Data pulled from a collection:
• • •

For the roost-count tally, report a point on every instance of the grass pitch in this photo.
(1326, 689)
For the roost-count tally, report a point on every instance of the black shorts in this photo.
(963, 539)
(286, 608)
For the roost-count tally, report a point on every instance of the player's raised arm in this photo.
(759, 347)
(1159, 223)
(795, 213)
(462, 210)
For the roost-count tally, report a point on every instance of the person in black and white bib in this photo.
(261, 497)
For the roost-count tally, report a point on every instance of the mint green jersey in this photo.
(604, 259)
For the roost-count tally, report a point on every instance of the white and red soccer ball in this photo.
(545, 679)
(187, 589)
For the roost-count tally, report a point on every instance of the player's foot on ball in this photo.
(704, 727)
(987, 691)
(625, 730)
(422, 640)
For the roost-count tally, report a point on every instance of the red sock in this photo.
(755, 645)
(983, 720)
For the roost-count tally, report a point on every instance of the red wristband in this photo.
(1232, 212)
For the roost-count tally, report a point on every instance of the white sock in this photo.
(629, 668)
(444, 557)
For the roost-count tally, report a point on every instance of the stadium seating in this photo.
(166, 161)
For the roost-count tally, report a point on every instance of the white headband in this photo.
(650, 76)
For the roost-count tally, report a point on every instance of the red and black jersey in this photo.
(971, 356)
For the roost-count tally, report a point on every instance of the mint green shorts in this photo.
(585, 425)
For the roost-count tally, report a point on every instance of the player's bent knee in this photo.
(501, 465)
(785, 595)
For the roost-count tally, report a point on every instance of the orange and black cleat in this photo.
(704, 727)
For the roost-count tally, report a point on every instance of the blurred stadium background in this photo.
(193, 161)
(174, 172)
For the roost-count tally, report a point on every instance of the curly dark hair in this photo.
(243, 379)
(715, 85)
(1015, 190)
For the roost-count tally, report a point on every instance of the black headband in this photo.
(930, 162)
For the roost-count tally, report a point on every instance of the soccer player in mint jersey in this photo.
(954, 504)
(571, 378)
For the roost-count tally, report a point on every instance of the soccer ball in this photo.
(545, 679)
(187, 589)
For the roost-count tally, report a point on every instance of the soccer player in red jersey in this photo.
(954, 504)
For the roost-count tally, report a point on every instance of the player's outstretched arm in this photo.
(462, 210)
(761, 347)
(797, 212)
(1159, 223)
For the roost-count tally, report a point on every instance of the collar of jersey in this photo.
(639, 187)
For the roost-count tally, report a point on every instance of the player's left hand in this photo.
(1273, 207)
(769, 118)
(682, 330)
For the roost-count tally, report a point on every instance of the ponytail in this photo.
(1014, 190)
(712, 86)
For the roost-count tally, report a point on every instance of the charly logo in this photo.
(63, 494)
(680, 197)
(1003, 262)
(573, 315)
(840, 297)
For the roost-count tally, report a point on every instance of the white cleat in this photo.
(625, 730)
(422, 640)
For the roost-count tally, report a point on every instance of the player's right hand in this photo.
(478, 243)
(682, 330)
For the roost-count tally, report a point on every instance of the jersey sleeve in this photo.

• • •

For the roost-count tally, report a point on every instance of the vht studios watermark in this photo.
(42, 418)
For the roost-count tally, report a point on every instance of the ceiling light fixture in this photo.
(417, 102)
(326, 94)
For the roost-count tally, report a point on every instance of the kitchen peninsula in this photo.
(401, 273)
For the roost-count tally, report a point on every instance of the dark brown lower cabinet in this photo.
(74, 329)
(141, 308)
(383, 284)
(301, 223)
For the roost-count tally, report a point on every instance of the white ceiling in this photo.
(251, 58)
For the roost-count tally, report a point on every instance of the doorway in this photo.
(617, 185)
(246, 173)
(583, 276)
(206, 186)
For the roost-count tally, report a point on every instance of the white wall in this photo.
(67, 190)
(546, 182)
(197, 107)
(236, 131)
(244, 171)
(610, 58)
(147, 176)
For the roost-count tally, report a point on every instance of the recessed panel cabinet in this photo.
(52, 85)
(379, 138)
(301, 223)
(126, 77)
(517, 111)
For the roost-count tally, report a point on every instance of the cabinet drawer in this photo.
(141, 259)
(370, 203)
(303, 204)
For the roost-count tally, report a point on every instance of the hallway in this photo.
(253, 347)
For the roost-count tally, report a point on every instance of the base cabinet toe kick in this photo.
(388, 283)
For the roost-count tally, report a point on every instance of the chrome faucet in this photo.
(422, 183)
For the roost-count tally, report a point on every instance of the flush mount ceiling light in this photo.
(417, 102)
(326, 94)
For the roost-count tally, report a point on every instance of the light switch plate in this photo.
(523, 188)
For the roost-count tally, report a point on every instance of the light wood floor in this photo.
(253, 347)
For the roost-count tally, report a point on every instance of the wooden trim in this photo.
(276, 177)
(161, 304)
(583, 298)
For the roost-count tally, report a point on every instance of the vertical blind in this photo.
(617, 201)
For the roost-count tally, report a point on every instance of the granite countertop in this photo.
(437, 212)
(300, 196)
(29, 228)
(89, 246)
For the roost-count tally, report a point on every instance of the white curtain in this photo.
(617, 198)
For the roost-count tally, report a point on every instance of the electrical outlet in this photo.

• • •

SET EXERCISE. Count how many lines of the items above contain the word "cleat" and give only that number.

SOLVED EXERCISE. 2